-------- SUPPLIED DATA

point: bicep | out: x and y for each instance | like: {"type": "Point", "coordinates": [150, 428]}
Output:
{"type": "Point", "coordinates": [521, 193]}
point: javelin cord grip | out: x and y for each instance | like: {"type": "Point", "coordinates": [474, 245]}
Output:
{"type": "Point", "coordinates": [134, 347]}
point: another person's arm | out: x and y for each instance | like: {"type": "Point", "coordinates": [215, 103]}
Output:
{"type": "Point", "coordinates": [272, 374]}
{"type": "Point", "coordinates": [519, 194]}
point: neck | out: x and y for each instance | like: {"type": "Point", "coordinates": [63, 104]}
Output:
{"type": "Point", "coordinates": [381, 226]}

----------------
-------- SUPPLIED DATA

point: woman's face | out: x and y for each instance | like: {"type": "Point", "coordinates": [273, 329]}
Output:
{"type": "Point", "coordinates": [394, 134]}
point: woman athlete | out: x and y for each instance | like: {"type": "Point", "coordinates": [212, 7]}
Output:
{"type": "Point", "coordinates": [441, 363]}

----------------

◆ **GIVEN TASK**:
Please find each line in the data above that contains the word "woman" and copy those lines.

◆ **EXERCISE RESULT**:
point: woman's face | out: x and y for each instance | like: {"type": "Point", "coordinates": [273, 329]}
point: woman athlete | out: x and y for each instance | like: {"type": "Point", "coordinates": [212, 7]}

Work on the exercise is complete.